__Activity__: For the data below, work out the number of lines containing the string "horse" and answer with that number only.
*** Opening of Records for processing ***
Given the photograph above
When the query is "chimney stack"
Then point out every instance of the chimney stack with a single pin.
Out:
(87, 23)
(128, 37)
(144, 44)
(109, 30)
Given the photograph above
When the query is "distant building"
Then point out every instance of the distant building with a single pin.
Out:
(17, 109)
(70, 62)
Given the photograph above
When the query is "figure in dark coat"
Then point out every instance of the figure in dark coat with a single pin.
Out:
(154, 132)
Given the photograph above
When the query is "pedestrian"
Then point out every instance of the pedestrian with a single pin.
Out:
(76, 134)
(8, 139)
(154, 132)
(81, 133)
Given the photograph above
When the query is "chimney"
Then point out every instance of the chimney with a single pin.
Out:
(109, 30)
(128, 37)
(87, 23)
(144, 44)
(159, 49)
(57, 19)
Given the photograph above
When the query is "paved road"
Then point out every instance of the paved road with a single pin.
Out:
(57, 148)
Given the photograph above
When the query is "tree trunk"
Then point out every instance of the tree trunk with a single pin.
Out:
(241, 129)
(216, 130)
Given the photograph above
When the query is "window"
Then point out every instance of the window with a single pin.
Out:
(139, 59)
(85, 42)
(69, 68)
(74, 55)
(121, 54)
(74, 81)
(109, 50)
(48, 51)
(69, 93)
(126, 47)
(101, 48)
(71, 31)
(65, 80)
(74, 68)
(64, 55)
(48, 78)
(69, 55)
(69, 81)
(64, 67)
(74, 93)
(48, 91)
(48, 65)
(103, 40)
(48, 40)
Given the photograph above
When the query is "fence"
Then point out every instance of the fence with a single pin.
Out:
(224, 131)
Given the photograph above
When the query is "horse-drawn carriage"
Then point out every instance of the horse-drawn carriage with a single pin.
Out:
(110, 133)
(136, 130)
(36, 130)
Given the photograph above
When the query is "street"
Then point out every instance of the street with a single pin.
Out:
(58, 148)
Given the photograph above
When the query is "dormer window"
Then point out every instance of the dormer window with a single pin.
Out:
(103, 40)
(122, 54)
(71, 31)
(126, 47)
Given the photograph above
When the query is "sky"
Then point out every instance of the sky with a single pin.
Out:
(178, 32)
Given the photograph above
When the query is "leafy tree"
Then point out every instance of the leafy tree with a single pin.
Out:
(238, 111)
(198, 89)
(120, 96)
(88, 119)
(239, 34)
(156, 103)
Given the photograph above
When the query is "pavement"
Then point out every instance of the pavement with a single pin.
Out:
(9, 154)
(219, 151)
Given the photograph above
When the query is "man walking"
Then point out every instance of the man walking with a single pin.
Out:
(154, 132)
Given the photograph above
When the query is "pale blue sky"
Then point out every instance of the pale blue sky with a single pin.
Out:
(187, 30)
*** Close of Records for processing ***
*** Opening of Records for processing ***
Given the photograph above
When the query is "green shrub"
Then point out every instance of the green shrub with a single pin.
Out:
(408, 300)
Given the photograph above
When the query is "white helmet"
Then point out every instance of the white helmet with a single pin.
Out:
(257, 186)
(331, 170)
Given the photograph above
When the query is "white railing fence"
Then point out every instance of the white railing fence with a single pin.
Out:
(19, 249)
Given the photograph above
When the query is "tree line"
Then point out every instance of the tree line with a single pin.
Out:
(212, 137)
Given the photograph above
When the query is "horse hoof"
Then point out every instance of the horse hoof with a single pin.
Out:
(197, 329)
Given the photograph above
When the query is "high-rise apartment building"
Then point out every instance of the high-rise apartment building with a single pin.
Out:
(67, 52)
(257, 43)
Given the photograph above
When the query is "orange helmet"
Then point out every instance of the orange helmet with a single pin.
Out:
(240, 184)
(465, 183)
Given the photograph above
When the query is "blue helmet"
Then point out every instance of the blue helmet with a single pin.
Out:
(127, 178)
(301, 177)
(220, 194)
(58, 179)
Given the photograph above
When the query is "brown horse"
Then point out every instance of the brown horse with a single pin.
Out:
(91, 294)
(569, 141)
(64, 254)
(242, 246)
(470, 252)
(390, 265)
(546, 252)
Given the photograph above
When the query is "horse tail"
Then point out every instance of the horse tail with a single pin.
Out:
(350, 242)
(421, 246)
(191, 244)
*** Close of Records for processing ***
__Task result__: 8